**GIVEN INFORMATION**

———

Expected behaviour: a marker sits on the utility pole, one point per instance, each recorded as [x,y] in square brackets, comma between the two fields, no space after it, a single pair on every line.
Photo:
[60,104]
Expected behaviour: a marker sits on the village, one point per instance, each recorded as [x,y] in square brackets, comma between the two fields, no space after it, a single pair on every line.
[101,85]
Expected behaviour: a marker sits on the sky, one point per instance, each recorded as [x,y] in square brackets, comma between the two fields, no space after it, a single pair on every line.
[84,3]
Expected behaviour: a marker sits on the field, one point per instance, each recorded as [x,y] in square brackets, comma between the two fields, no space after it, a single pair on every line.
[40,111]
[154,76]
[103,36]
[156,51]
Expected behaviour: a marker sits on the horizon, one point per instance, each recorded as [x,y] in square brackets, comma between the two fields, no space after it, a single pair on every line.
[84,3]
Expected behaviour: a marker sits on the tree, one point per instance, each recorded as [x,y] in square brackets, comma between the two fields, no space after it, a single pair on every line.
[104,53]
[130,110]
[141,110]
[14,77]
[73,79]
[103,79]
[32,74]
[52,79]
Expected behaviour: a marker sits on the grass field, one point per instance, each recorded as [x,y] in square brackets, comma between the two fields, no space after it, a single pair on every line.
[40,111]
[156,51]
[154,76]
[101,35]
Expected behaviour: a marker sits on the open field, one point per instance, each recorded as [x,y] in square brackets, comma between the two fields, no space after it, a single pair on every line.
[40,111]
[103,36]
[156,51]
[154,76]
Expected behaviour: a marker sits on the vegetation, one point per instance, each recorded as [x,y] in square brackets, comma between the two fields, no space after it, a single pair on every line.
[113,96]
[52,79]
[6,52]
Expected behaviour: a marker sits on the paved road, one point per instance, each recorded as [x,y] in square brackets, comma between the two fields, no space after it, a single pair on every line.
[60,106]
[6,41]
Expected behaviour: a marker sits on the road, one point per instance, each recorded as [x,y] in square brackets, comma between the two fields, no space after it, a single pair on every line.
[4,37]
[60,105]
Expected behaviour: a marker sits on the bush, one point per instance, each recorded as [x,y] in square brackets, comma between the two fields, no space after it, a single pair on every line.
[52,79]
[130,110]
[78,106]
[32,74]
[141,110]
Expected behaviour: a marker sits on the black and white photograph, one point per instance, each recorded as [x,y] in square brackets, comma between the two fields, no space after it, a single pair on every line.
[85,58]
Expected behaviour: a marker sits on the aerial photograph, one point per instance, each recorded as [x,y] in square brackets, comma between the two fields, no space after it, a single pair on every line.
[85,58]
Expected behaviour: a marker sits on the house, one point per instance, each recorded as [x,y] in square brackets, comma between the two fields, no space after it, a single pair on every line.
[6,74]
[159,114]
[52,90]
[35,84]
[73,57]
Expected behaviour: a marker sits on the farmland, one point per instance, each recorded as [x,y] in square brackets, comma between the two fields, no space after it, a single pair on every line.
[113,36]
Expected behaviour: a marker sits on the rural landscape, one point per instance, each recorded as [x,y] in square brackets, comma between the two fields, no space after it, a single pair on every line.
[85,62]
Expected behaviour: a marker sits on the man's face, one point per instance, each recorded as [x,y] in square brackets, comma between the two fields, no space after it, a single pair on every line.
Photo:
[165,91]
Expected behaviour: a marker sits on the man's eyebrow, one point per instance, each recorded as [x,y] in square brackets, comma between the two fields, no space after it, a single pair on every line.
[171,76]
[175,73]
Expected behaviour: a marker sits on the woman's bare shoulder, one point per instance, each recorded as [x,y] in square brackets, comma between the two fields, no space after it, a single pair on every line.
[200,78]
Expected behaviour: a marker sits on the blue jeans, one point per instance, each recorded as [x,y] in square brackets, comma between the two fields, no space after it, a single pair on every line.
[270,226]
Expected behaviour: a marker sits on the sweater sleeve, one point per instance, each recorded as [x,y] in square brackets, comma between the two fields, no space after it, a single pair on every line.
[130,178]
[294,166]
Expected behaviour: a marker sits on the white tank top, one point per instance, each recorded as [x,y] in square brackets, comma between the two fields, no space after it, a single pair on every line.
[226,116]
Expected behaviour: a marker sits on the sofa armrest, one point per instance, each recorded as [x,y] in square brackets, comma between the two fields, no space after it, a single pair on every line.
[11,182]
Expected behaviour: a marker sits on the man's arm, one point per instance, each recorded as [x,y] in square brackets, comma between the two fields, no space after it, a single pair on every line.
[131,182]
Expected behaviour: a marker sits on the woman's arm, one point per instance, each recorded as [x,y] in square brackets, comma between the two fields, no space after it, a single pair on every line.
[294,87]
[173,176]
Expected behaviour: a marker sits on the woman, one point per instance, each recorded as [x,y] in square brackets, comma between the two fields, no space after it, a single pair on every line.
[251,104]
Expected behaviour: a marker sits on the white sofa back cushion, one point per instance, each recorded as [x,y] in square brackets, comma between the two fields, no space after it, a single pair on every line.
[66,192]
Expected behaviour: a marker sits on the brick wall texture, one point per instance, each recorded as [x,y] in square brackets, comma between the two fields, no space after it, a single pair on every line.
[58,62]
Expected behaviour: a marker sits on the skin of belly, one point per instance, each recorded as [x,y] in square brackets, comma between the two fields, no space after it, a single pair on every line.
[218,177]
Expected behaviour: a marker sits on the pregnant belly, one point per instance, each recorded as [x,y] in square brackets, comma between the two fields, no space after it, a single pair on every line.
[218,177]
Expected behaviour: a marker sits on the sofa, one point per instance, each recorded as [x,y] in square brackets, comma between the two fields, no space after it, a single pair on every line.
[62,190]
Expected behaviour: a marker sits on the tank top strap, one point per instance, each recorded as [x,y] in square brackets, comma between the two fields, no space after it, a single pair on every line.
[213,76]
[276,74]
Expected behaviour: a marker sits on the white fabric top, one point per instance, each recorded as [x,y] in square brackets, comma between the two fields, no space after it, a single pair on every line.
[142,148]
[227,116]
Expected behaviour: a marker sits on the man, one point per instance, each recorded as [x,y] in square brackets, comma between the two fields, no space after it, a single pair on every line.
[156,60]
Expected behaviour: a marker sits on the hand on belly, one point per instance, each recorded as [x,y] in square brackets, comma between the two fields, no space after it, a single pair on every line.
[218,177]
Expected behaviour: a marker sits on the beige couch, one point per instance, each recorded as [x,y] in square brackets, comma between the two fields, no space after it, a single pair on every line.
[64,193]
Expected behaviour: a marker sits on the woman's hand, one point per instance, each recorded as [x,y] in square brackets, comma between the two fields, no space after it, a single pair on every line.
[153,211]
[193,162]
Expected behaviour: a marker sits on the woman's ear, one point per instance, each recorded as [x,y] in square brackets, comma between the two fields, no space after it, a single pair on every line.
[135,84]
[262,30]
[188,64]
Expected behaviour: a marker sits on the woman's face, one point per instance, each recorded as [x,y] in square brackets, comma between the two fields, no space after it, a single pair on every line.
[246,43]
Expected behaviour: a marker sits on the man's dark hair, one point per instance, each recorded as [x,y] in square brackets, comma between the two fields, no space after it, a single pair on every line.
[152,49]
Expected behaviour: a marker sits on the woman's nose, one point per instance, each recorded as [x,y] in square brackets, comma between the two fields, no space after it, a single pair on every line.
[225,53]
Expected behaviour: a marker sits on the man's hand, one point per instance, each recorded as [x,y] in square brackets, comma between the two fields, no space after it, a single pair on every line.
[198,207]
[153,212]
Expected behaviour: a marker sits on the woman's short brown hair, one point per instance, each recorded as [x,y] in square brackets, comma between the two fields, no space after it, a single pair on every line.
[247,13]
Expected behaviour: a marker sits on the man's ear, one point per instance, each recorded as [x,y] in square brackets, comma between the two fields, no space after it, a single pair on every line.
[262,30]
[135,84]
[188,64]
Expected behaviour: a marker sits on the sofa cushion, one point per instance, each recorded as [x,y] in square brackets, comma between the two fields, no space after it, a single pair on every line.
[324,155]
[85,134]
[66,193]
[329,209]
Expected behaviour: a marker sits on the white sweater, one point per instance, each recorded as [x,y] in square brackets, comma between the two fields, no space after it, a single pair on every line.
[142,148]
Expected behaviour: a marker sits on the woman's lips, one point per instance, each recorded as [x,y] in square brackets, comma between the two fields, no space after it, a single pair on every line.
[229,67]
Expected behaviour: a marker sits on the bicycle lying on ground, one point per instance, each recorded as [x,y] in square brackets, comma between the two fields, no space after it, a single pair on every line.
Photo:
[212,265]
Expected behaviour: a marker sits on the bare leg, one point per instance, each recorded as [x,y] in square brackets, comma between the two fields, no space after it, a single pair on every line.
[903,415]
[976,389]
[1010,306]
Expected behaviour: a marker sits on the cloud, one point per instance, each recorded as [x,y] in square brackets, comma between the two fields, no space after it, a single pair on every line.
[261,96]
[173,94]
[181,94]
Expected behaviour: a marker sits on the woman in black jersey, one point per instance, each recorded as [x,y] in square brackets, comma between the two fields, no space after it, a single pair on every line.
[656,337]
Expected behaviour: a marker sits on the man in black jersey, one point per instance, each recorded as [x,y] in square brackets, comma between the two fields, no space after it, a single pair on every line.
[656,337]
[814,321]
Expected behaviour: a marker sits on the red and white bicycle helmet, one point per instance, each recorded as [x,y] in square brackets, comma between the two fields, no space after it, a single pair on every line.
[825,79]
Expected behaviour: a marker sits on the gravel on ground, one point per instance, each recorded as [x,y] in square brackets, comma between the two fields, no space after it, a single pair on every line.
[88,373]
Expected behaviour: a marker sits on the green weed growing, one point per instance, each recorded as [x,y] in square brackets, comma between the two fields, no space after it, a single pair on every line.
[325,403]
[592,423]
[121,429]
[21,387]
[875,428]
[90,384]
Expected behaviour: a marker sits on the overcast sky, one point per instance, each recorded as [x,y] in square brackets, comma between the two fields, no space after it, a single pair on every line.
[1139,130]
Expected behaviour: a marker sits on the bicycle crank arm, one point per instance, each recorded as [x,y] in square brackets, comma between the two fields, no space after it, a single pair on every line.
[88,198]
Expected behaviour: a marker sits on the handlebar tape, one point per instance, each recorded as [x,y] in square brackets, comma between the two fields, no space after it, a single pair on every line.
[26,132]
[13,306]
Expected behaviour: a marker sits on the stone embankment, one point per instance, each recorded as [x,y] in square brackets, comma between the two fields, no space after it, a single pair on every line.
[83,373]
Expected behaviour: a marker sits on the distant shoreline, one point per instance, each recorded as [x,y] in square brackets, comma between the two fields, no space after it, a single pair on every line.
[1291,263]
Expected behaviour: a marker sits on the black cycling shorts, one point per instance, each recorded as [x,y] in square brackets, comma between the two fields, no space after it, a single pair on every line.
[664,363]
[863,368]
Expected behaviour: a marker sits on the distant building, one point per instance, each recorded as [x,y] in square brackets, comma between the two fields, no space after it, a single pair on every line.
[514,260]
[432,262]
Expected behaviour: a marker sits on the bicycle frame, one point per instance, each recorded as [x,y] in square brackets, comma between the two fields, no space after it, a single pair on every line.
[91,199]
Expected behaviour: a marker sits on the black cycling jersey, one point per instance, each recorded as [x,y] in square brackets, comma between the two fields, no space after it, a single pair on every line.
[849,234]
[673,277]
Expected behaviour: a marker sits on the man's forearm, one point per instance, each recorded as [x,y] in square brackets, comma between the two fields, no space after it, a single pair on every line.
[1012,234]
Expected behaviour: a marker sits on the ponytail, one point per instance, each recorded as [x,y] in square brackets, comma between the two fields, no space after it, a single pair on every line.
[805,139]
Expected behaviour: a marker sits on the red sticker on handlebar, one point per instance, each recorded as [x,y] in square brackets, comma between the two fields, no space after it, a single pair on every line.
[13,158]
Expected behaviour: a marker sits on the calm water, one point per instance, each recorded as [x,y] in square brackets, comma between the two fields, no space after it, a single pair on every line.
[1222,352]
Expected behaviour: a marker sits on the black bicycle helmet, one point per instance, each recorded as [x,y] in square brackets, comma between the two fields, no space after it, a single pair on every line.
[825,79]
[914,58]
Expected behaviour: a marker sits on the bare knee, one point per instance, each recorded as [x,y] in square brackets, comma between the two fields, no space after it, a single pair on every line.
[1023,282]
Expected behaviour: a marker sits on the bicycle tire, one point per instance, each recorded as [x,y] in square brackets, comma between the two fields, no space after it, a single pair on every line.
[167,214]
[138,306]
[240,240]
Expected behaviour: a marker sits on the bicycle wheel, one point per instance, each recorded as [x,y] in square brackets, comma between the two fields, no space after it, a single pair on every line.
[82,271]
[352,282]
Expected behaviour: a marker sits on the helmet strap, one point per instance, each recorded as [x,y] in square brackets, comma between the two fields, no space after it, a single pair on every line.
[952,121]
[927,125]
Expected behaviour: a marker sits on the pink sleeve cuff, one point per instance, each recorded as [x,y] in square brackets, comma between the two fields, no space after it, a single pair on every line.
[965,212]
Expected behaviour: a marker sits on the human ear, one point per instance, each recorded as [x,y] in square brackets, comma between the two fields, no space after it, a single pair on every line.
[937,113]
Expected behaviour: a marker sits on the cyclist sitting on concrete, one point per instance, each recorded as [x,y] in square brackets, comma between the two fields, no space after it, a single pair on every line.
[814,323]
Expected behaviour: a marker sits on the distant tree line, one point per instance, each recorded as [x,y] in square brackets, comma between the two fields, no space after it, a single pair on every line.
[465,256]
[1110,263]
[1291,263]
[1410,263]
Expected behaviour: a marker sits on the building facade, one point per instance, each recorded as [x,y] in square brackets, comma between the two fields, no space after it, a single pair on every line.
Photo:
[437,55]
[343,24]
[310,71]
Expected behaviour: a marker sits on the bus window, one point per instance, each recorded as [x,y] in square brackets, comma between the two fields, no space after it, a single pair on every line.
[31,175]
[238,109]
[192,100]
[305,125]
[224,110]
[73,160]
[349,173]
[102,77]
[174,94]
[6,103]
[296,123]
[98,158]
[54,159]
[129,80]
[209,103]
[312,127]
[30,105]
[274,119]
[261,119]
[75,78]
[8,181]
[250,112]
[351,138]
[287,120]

———

**EXERCISE**
Copy out the lines from the line containing "Expected behaviour: a marker sits on the human" to the end of the listing above, without alteration.

**TASK OUTPUT**
Expected behaviour: a marker sits on the human ear, one point per instance, each recorded as [x,y] in square brackets, comma between the two fields, no space after it, a single pair on every line.
[937,113]
Expected behaviour: a marker sits on the cyclist sitting on concrete, one point per instance, each recorded as [x,y] in square brackets, comma between the two fields, no space after it, a single pair on every line.
[814,323]
Expected behaviour: a marker sits on the distant tree line, one point per instance, each recorded as [x,y] in square brackets, comma between the two fields, no space after it, a single pair on every line.
[465,256]
[1110,263]
[1291,263]
[1410,263]
Expected behaviour: a marker sits on the building facade, one point per instance, each recorded as [x,y] in square brackets, comma between the two fields, no space after it, a single pair on every line.
Photo:
[437,55]
[343,24]
[310,71]
Expected behaviour: a marker sits on the bus window, one point per instance, each recorded as [x,y] in square brackets, comma between the two fields, no space after it, a single pair on every line.
[31,175]
[238,109]
[192,100]
[305,125]
[224,110]
[73,160]
[349,173]
[102,77]
[174,94]
[6,103]
[296,123]
[98,158]
[54,159]
[129,80]
[209,103]
[312,127]
[30,105]
[274,119]
[261,119]
[75,78]
[8,181]
[250,112]
[351,138]
[287,120]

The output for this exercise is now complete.